### YOUR GOAL:
In the records below, copy the lines unchanged, starting at the line containing "Target: inset photo border" and ending at the line containing "x=191 y=188".

### PROVIDED DATA:
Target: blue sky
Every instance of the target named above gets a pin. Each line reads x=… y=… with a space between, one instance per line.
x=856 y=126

--

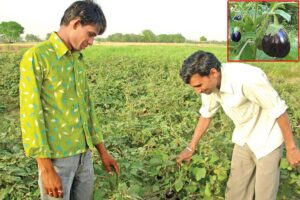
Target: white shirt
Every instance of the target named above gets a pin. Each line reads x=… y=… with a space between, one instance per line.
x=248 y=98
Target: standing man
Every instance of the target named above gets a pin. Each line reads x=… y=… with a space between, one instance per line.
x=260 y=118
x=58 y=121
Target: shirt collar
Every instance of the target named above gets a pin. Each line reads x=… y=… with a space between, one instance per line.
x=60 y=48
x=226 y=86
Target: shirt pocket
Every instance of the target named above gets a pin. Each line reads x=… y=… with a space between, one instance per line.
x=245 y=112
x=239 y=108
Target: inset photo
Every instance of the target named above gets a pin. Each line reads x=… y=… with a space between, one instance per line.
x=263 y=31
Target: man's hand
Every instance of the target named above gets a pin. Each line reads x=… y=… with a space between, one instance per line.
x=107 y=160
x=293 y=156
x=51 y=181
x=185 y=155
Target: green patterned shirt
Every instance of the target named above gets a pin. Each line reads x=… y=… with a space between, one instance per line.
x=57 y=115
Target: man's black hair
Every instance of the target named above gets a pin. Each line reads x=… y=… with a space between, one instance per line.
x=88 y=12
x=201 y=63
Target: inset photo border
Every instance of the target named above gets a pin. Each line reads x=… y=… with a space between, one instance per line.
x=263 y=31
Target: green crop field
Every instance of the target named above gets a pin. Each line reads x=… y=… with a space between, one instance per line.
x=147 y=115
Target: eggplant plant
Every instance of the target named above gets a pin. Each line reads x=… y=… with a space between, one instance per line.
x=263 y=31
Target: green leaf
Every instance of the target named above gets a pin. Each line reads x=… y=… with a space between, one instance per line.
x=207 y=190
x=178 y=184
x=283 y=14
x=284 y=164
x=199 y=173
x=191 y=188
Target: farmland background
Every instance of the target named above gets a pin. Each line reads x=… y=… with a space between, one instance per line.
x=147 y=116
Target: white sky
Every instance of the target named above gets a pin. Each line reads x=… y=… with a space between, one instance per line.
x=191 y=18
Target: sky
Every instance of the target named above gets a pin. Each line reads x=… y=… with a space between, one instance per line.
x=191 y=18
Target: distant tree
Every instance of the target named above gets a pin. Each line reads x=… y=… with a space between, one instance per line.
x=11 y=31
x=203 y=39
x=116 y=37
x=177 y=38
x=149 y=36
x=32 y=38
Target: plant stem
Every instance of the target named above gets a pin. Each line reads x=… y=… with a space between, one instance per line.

...

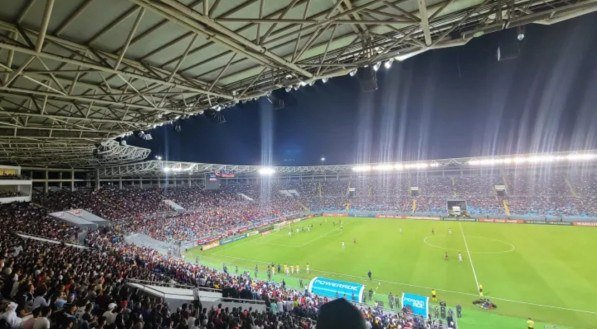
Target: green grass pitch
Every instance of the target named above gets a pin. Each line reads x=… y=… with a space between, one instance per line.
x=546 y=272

### WRITTEN REPLY:
Target: inset photo border
Every instance of the target named above gets a pin. Each line reads x=… y=… with a space between, one instance per line.
x=263 y=31
Target: green crop field
Every instance of the target named above gets a pin. Each line reads x=… y=… with a space between, one instance per line.
x=147 y=115
Target: eggplant plant
Every instance of the target named above gets a pin. Each line reads x=… y=… with a space between, one instance per line.
x=263 y=31
Target: green leaf
Every instance of the target named above gets a pin. Each line reads x=… y=… with a space between, one instance per line.
x=207 y=190
x=178 y=184
x=283 y=14
x=284 y=164
x=199 y=173
x=191 y=188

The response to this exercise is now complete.